Scale the material starting with the line with "For any closed" and going on through the line with "[714, 4, 884, 184]", rewriting each of those lines in full and multiplying every bounding box coordinate given as a result by 1.45, rounded to whole numbers with halves rounded up, while the sample coordinates stay unchanged. Return only those lines.

----- Extracted data -----

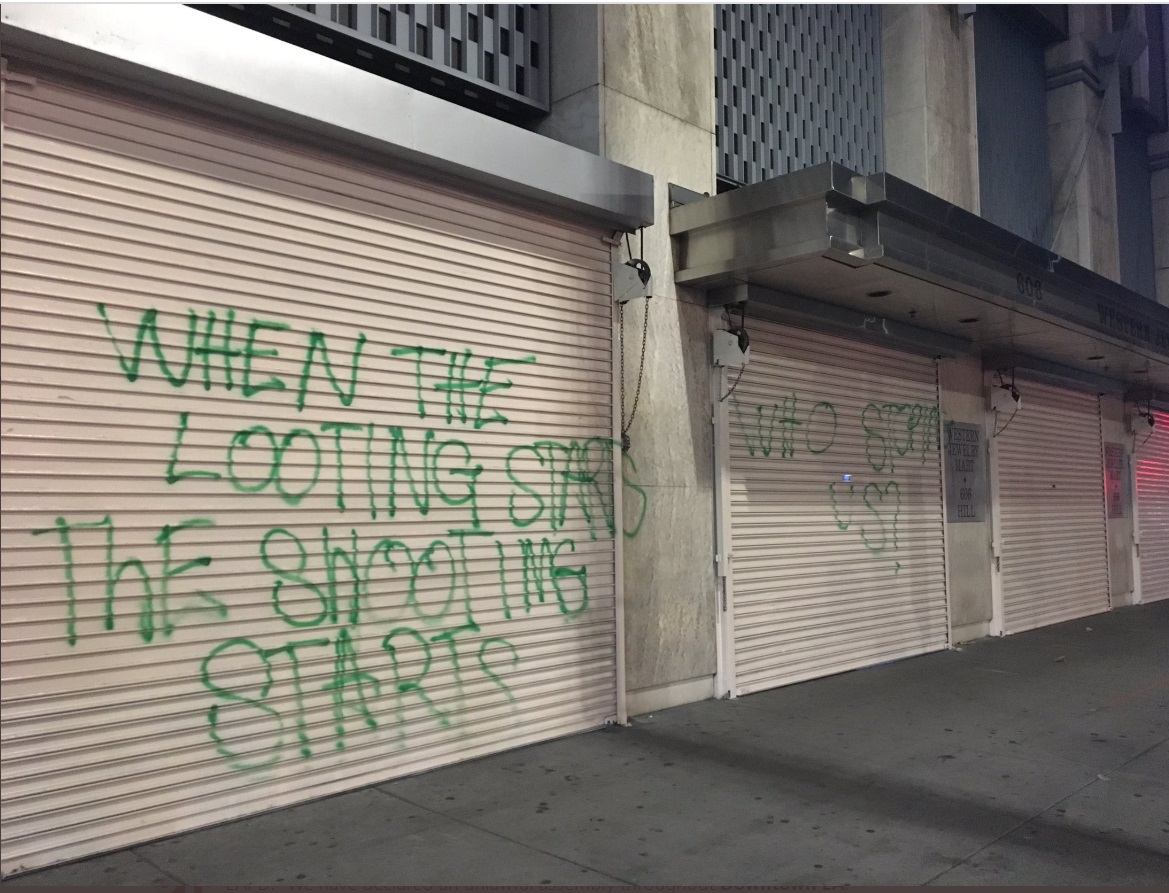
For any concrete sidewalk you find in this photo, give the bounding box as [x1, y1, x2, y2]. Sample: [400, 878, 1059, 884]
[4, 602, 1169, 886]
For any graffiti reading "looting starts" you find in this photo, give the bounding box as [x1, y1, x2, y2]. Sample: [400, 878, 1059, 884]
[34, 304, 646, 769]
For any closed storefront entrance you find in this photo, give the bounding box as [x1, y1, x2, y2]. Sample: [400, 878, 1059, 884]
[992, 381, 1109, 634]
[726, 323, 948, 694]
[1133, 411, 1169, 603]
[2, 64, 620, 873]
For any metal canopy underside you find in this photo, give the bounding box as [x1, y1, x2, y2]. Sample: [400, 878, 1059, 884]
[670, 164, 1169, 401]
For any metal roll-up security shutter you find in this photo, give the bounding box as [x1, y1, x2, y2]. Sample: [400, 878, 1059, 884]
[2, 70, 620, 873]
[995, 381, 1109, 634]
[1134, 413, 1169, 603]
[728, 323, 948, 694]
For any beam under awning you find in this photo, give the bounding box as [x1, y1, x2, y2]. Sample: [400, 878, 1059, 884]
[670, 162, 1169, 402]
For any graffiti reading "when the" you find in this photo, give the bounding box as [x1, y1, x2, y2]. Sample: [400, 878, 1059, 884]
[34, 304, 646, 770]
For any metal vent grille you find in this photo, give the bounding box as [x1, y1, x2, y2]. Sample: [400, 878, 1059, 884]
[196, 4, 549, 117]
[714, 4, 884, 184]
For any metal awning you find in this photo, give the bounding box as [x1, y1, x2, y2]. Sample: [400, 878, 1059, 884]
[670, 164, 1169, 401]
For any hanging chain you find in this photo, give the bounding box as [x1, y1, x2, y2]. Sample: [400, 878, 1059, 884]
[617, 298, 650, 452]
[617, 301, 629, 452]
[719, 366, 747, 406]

-----

_Written solution_
For any closed storefront entrance you find in this photo, give the bounding box as [x1, y1, x2, y2]. Sample: [400, 878, 1059, 884]
[1438, 552, 1608, 919]
[1053, 468, 1375, 1006]
[1643, 596, 1695, 874]
[3, 93, 899, 1266]
For any metal canopy underside you find in this photo, give the bounding box as [x1, y1, x2, y2]. Sample: [400, 878, 1059, 884]
[972, 238, 1695, 581]
For any metal roll-up security shutter you find in this photo, give the bounding box as [x1, y1, x2, y2]. Sample: [400, 878, 1059, 884]
[3, 102, 899, 1266]
[1443, 552, 1608, 919]
[1644, 599, 1695, 874]
[1056, 468, 1375, 1006]
For any beam under awning you find in this photo, give the bounding box as [x1, y1, x2, y2]. Sample: [400, 878, 1059, 884]
[972, 235, 1695, 583]
For any graffiti reading "when the" you find in this photo, give the bounding box as [x1, y1, x2, y2]. Sample: [400, 878, 1059, 884]
[49, 441, 937, 1117]
For any metal vent grille you find in this photo, give the bounding box as [x1, y1, x2, y2]. Sample: [400, 878, 1059, 884]
[284, 6, 796, 170]
[1035, 6, 1282, 267]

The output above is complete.